## Start Source passage
Keyboard shortcuts

Press or to navigate between chapters

Press S or / to search in the book

Press ? to show this help

Press Esc to hide this help

Change Data Capture (CDC)

Change Data Capture (CDC) is the practice of streaming database mutations as ordered events so downstream systems can stay in sync without periodic full loads. Rather than asking “what does my data look like now?”, CDC answers “what changed, and when?”

DeltaForge is a CDC engine built to make log-based change streams reliable, observable, and operationally simple in modern, containerized environments. It focuses on row-level CDC from MySQL binlog and Postgres logical replication to keep consumers accurate and latency-aware while minimizing impact on source databases.

In short: DeltaForge tails committed transactions from MySQL and Postgres logs, preserves ordering and transaction boundaries, and delivers events to Kafka and Redis with checkpointed delivery, configurable batching, and Prometheus metrics - without requiring a JVM or distributed coordinator.


Why CDC matters

Traditional data integration relies on periodic batch jobs that query source systems, compare snapshots, and push differences downstream. This approach worked for decades, but modern architectures demand something better.

The batch ETL problem: A nightly sync means your analytics are always a day stale. An hourly sync still leaves gaps and hammers your production database with expensive SELECT * queries during business hours. As data volumes grow, these jobs take longer, fail more often, and compete for the same resources your customers need.

CDC flips the model. Instead of pulling data on a schedule, you subscribe to changes as they happen.

AspectBatch ETLCDC
LatencyMinutes to hoursSeconds to milliseconds
Source loadHigh (repeated scans)Minimal (log tailing)
## End Source passage
## Start Material shown
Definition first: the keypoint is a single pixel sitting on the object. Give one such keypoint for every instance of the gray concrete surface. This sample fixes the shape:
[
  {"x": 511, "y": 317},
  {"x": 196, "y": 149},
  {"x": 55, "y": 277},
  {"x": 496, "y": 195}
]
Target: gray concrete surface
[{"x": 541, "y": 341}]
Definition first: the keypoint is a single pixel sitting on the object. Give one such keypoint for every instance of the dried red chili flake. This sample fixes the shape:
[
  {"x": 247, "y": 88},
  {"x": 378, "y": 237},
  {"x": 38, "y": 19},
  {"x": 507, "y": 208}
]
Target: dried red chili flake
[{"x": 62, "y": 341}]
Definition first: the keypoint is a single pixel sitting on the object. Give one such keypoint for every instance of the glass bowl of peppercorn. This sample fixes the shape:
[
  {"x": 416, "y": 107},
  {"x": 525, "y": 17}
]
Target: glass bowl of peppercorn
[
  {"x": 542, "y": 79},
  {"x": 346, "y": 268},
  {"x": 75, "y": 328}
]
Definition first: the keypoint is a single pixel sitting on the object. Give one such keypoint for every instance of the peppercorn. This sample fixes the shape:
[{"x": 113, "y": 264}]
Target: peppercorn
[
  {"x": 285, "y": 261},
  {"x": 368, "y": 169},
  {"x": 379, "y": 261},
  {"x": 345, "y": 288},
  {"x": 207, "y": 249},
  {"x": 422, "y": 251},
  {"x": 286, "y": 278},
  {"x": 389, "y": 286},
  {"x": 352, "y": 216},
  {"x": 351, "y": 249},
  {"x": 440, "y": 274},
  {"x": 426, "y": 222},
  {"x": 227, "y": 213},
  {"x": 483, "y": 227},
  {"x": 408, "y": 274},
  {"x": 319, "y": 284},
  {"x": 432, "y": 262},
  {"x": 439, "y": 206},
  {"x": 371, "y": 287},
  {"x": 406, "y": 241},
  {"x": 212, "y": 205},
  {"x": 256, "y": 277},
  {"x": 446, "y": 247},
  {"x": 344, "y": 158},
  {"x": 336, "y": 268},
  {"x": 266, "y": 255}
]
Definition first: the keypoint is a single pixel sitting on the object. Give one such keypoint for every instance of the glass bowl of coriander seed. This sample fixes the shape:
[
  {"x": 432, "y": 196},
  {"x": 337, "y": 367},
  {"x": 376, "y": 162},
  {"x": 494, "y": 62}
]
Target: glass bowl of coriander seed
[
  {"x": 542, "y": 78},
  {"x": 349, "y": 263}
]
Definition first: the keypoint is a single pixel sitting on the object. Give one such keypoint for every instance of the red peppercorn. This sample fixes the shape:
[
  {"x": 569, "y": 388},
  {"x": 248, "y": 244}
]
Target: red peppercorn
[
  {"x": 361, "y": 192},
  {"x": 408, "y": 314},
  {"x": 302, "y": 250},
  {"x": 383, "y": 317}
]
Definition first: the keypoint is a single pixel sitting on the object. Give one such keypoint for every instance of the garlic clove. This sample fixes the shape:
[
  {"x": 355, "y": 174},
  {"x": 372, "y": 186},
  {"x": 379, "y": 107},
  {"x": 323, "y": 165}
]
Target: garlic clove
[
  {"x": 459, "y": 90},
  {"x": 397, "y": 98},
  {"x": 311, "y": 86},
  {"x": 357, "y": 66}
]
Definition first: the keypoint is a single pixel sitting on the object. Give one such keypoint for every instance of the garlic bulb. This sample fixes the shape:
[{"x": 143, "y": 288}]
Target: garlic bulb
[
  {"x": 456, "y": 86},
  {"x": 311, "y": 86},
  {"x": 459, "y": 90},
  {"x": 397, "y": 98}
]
## End Material shown
What to work on:
A) How many lines of the records contain the string "clove"? Case counts, and reply with the number only.
B) Pick up the change data capture page where it stops and keep writing.

Exercise results:
A) 2

B)
Data freshnessStale between runsNear real-time
Failure recoveryRe-run entire jobResume from checkpoint
Change detectionDiff comparisonNative from source

These benefits compound as systems scale and teams decentralize:

  • Deterministic replay: Ordered events allow consumers to reconstruct state or power exactly-once delivery with checkpointing.
  • Polyglot delivery: The same change feed can serve caches, queues, warehouses, and search indexes simultaneously without additional source queries.

How CDC works

All CDC implementations share a common goal: detect changes and emit them as events. The approaches differ in how they detect those changes.

Log-based CDC

Databases maintain transaction logs (MySQL binlog, Postgres WAL) that record every committed change for durability and replication. Log-based CDC reads these logs directly, capturing changes without touching application tables.

┌─────────────┐    commits    ┌─────────────┐    tails     ┌─────────────┐
│ Application │──────────────▶│  Database   │─────────────▶│ CDC Engine  │
└─────────────┘               │   + WAL     │              └──────┬──────┘
                              └─────────────┘                     │
                                                                  ▼
                                                           ┌─────────────┐
                                                           │   Kafka /   │
                                                           │   Redis     │
                                                           └─────────────┘

Advantages:

  • Zero impact on source table performance
  • Captures all changes including those from triggers and stored procedures
  • Preserves transaction boundaries and ordering
  • Can capture deletes without soft-delete columns

Trade-offs:

  • Requires database configuration (replication slots, binlog retention)
  • Schema changes need careful handling
  • Log retention limits how far back you can replay

DeltaForge uses log-based CDC exclusively. This allows DeltaForge to provide stronger ordering guarantees, lower source impact, and simpler operational semantics than hybrid approaches that mix log tailing with polling or triggers.

Trigger-based CDC

Database triggers fire on INSERT, UPDATE, and DELETE operations, writing change records to a shadow table that a separate process polls.

Advantages:

  • Works on databases without accessible transaction logs
  • Can capture application-level context unavailable in logs

Trade-offs:

  • Adds write overhead to every transaction
  • Triggers can be disabled or forgotten during schema migrations
  • Shadow tables require maintenance and can grow unbounded

Polling-based CDC

A process periodically queries tables for rows modified since the last check, typically using an updated_at timestamp or incrementing ID.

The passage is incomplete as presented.